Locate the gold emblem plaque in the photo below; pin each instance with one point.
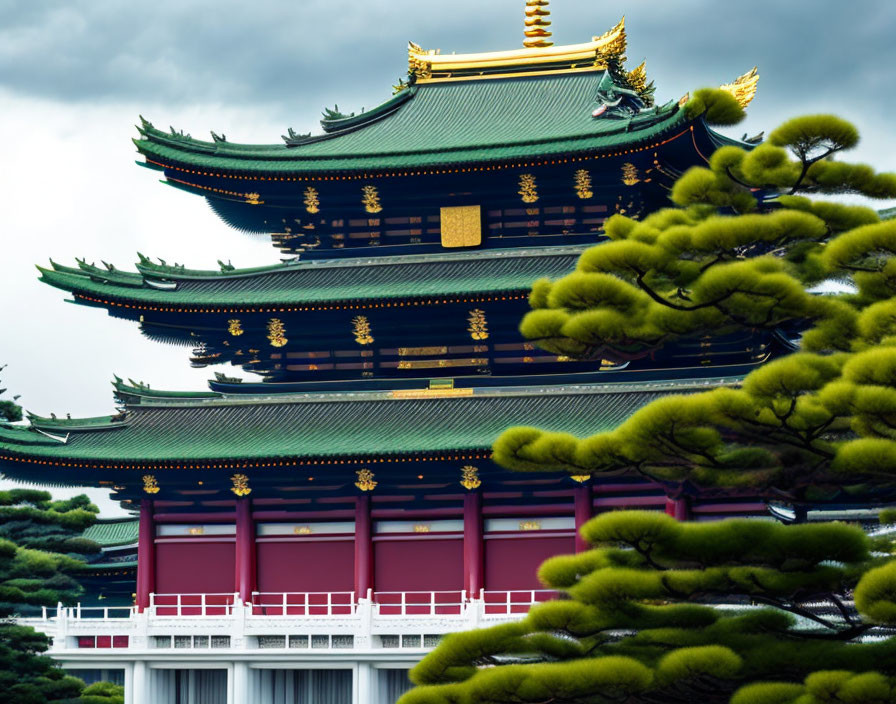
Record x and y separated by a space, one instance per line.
462 226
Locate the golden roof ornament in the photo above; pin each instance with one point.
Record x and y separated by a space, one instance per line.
536 32
637 77
365 480
538 54
744 87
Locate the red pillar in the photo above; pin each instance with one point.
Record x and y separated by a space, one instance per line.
363 547
584 511
146 554
678 508
473 544
245 550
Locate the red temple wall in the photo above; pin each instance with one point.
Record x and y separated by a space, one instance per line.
195 567
512 562
306 566
419 564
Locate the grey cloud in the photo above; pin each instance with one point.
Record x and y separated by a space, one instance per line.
286 55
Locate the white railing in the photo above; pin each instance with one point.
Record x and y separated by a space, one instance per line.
411 603
508 602
104 613
420 603
192 604
303 603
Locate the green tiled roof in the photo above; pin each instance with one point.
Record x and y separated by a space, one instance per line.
360 424
317 282
113 533
444 123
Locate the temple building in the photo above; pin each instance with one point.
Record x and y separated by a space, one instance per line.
307 531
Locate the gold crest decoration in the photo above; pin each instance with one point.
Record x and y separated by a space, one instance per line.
536 32
361 329
583 184
744 87
365 480
312 200
470 478
528 188
277 333
637 77
240 485
150 484
478 327
370 199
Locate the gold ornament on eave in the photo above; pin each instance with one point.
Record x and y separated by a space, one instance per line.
150 484
240 485
478 327
637 77
365 480
277 333
630 174
744 87
312 200
470 478
361 329
528 188
370 199
536 32
583 184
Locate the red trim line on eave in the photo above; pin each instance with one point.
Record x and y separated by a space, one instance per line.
208 310
418 172
246 464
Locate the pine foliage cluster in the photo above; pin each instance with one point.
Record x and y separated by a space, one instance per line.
740 611
662 612
751 235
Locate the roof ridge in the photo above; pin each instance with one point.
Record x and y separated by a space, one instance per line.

□ □ □ □

| TASK STATEMENT |
Reproduce word for word every line of the records above, from the line containing "Locate the pine" through the last line of the records.

| WRITTEN ANSWER |
Locate the pine foliage cluster in the photo above; pin each instance with one point.
Record x and y separated by a space, one instance per line.
740 611
662 612
751 235
Locate the roof ridge in the photo above; pin each instance with one point.
Record x and y separated by a space, one instance per line.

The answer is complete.